Set problem
Print every one of the items below word for word, leaving out the pictures.

### Excerpted records ###

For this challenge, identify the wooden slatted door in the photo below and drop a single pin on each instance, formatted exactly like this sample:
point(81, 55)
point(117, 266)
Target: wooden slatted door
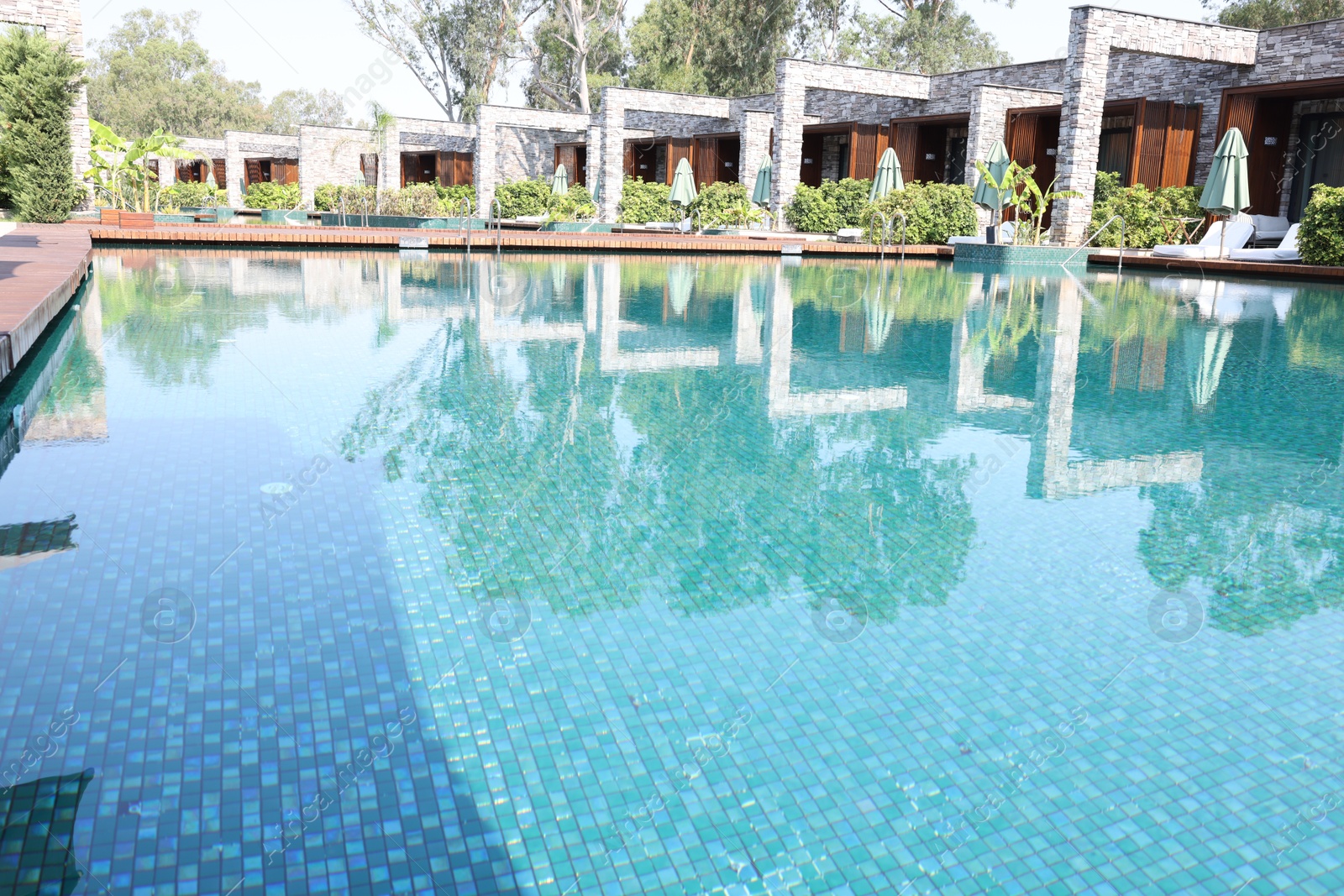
point(906, 144)
point(864, 152)
point(706, 160)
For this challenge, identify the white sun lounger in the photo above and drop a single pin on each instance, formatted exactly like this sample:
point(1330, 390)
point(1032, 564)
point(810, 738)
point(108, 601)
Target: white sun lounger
point(1287, 251)
point(1238, 234)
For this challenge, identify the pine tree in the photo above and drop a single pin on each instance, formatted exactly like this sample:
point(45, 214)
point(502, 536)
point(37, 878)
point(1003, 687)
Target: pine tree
point(39, 85)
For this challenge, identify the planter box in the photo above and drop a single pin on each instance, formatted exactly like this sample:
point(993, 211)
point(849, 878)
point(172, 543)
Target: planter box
point(999, 254)
point(578, 228)
point(138, 219)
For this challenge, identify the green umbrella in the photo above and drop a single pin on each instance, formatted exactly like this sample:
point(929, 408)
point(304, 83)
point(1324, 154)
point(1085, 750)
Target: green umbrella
point(683, 184)
point(1227, 190)
point(761, 195)
point(998, 164)
point(887, 177)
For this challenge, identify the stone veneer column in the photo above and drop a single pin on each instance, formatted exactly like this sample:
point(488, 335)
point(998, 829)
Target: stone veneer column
point(486, 159)
point(1079, 121)
point(790, 109)
point(234, 168)
point(754, 145)
point(612, 159)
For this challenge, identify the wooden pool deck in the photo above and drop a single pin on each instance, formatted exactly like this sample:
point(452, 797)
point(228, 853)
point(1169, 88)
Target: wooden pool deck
point(40, 268)
point(1195, 266)
point(245, 235)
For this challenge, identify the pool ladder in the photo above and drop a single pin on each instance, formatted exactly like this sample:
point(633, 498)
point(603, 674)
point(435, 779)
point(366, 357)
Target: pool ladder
point(1120, 265)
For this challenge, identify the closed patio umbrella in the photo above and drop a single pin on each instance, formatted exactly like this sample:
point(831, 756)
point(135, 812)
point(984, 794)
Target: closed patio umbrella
point(998, 163)
point(887, 176)
point(1227, 190)
point(761, 195)
point(683, 184)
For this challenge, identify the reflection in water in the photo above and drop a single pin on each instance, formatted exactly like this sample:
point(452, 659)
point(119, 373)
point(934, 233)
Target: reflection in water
point(665, 466)
point(37, 835)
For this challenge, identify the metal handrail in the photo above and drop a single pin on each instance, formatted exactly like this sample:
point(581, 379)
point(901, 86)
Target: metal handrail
point(497, 221)
point(1120, 265)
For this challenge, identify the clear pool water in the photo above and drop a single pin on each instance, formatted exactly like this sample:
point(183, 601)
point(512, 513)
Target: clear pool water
point(376, 574)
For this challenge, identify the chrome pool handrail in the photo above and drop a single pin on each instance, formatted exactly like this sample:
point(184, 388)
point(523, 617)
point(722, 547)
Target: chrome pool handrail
point(1120, 264)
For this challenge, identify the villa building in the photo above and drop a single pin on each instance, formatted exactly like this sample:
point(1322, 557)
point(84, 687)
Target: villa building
point(1142, 96)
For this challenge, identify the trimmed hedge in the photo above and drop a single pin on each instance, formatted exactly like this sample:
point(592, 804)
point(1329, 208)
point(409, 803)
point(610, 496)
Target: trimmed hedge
point(934, 212)
point(1320, 239)
point(270, 195)
point(1142, 210)
point(643, 202)
point(827, 208)
point(725, 204)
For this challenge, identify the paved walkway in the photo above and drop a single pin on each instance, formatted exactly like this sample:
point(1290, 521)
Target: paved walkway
point(512, 239)
point(40, 268)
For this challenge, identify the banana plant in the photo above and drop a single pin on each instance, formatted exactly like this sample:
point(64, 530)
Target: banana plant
point(121, 167)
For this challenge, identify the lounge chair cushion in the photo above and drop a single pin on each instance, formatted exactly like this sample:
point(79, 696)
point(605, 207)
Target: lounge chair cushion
point(1285, 251)
point(1238, 234)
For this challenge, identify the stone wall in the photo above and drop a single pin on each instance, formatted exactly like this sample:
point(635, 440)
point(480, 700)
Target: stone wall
point(331, 156)
point(515, 143)
point(62, 22)
point(241, 145)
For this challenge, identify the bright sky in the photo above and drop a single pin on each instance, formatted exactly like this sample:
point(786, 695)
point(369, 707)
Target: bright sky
point(318, 43)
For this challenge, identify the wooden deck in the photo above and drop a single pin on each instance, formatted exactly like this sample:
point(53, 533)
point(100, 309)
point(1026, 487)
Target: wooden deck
point(1222, 266)
point(40, 268)
point(245, 235)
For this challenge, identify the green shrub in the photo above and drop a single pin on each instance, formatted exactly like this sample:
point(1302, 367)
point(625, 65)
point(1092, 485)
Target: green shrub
point(827, 208)
point(39, 83)
point(450, 199)
point(417, 201)
point(1142, 211)
point(1320, 239)
point(725, 204)
point(270, 195)
point(643, 202)
point(523, 197)
point(933, 212)
point(186, 194)
point(573, 206)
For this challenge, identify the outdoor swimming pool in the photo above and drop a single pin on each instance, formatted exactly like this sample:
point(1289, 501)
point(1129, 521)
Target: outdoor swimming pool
point(371, 574)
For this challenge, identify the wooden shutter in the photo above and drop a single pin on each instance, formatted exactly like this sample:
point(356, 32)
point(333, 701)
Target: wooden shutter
point(1179, 152)
point(1021, 139)
point(907, 145)
point(864, 152)
point(1238, 112)
point(706, 160)
point(1151, 121)
point(679, 148)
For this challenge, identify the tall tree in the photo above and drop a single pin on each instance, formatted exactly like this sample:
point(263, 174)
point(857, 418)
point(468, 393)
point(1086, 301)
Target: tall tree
point(39, 83)
point(722, 47)
point(293, 107)
point(1276, 13)
point(151, 73)
point(456, 49)
point(575, 51)
point(929, 38)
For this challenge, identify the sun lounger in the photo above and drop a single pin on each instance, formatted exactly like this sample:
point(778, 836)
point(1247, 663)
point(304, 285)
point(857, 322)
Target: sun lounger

###

Right answer
For this challenge, identify the wooden slatted door in the photo below and drop a single pin on each instance, formatted exactly like this sample:
point(81, 55)
point(117, 266)
Target: wooden slatted door
point(906, 144)
point(864, 152)
point(706, 160)
For this challenge, identify the white sun lounger in the photo above and drop a single pin on each instance, formatted exactly like this sample:
point(1330, 390)
point(1032, 564)
point(810, 738)
point(108, 601)
Target: white sun lounger
point(1287, 251)
point(1238, 234)
For this challenge, identify the pine tree in the photo above and drop a single pin on each instance, formatted exactly like this sample:
point(45, 214)
point(502, 536)
point(37, 878)
point(1003, 687)
Target: pine tree
point(39, 85)
For this challenge, identify the planter box in the photo above and drop a single pin on each instance, formatted exactly like this sample:
point(993, 211)
point(849, 878)
point(172, 543)
Target: planter box
point(999, 254)
point(578, 228)
point(138, 219)
For this challenge, identify the green umbrella in the photo above and drop a single pin on each instance, formatted exactly like this sample:
point(929, 408)
point(304, 83)
point(1324, 154)
point(1085, 750)
Target: green umbrella
point(683, 184)
point(1227, 190)
point(761, 195)
point(998, 164)
point(887, 177)
For this challenge, identify the stone veneer column in the photo above and drop a single pin on each instance, formatted exactly like this sample:
point(488, 335)
point(998, 829)
Target: stone veneer column
point(486, 159)
point(1079, 121)
point(790, 109)
point(234, 168)
point(754, 145)
point(612, 159)
For this challenge, identify the wooden pool deck in the photo above and drop a single pin on each instance, formatted exactly like this sample:
point(452, 797)
point(228, 853)
point(1169, 88)
Target: wooden pool deck
point(40, 268)
point(1195, 266)
point(245, 235)
For this challenge, identify the pool ladder in the photo above and drop a single pin on each instance, formatted exactly like this sample:
point(633, 498)
point(603, 674)
point(435, 779)
point(366, 357)
Target: pool ladder
point(1120, 265)
For this challenge, identify the closed patio umbrella in the photo above and drop a single pin on each instance, formatted exactly like this sample:
point(831, 756)
point(135, 812)
point(984, 794)
Target: closed patio umbrella
point(998, 163)
point(887, 176)
point(1227, 190)
point(761, 195)
point(683, 184)
For this challenge, identify the reflection in water in the photo above and drop a single pin on each instance, formatted exactly like this sample:
point(452, 659)
point(119, 373)
point(934, 233)
Target: reflection in water
point(665, 466)
point(37, 835)
For this challenge, identify the metal handrail in the photo above and drop a single pin on each instance, formatted exactly like this sample:
point(581, 379)
point(901, 86)
Target: metal handrail
point(497, 221)
point(1120, 265)
For this challenge, identify the clear pool water in the photo above and drop a single pin on each instance, formatted exactly like this sample:
point(183, 601)
point(512, 513)
Target: clear pool water
point(376, 574)
For this challenge, identify the chrome pool handrail in the photo above and drop a single pin on each instance, formatted exactly like this sample:
point(184, 388)
point(523, 617)
point(722, 547)
Target: chrome pool handrail
point(1120, 264)
For this challenge, identify the villa building in the photo above and drop a single pin on each instance, formatted exactly like this sample:
point(1322, 557)
point(84, 687)
Target: villa building
point(1142, 96)
For this challenge, identify the trimmed hedge in the photo above and drop a single pin on each instance, formatted exactly like this sample:
point(592, 804)
point(1329, 208)
point(409, 803)
point(610, 496)
Target: trimmed hedge
point(934, 212)
point(1320, 239)
point(270, 195)
point(1142, 210)
point(643, 202)
point(827, 208)
point(725, 204)
For this challenge, identify the paved walkway in the photo above and drop a single pin on each instance, formatted exactly like this sample:
point(1290, 521)
Target: paved walkway
point(512, 239)
point(40, 268)
For this challenge, identify the banana plant in the photo above and drop a single pin on each instance, formatted exactly like this sample:
point(64, 530)
Target: banana plant
point(121, 167)
For this challenge, identify the lounge chair cushion in the photo above and drop a single pin on each instance, formatted exactly like this sample:
point(79, 696)
point(605, 207)
Target: lounge chair cushion
point(1285, 251)
point(1238, 234)
For this challenge, identify the stone wall in the photo above and drop a single pin on each instance, formatted exactly like this sample:
point(635, 440)
point(480, 700)
Target: stone wall
point(331, 156)
point(515, 143)
point(62, 22)
point(241, 145)
For this challenge, identify the bright sky in the photo above and drop a single pin on each instance, formatted exactly like this sample:
point(786, 695)
point(369, 707)
Target: bright sky
point(318, 43)
For this challenge, identify the wooden deck in the photo above and drop a single pin on each instance, formatted exactly like this sample:
point(53, 533)
point(100, 309)
point(1026, 487)
Target: wooden deck
point(1222, 266)
point(40, 268)
point(245, 235)
For this challenge, identify the green shrub in the photo above and drop a single pin on each instance, formatted exactly like this sample:
point(1302, 367)
point(625, 65)
point(1092, 485)
Target: green shrub
point(827, 208)
point(39, 83)
point(450, 199)
point(417, 201)
point(1142, 211)
point(1320, 239)
point(725, 204)
point(270, 195)
point(643, 202)
point(523, 197)
point(933, 212)
point(186, 194)
point(573, 206)
For this challenge, identify the outdoor swimming pool in the photo above and drop a single pin on each instance, formatted exactly like this sample:
point(1289, 501)
point(1129, 521)
Target: outdoor swimming pool
point(371, 574)
For this challenge, identify the wooden shutter in the photo above and drop a single pin on each instance, formatted exactly like this sample:
point(356, 32)
point(333, 701)
Target: wooden shutter
point(1179, 152)
point(1021, 139)
point(907, 145)
point(864, 152)
point(1238, 112)
point(706, 160)
point(1151, 121)
point(679, 148)
For this challenge, identify the tall tree in the photo above and drop a single pin on each instance, formatted exactly like this sample:
point(263, 174)
point(857, 418)
point(468, 393)
point(1086, 301)
Target: tall tree
point(39, 83)
point(722, 47)
point(293, 107)
point(1276, 13)
point(151, 73)
point(456, 49)
point(575, 51)
point(929, 38)
For this challenge, identify the sun lounger in the photo above and drop a single pin on each instance, formatted exactly like this sample:
point(778, 836)
point(1247, 663)
point(304, 285)
point(857, 322)
Target: sun lounger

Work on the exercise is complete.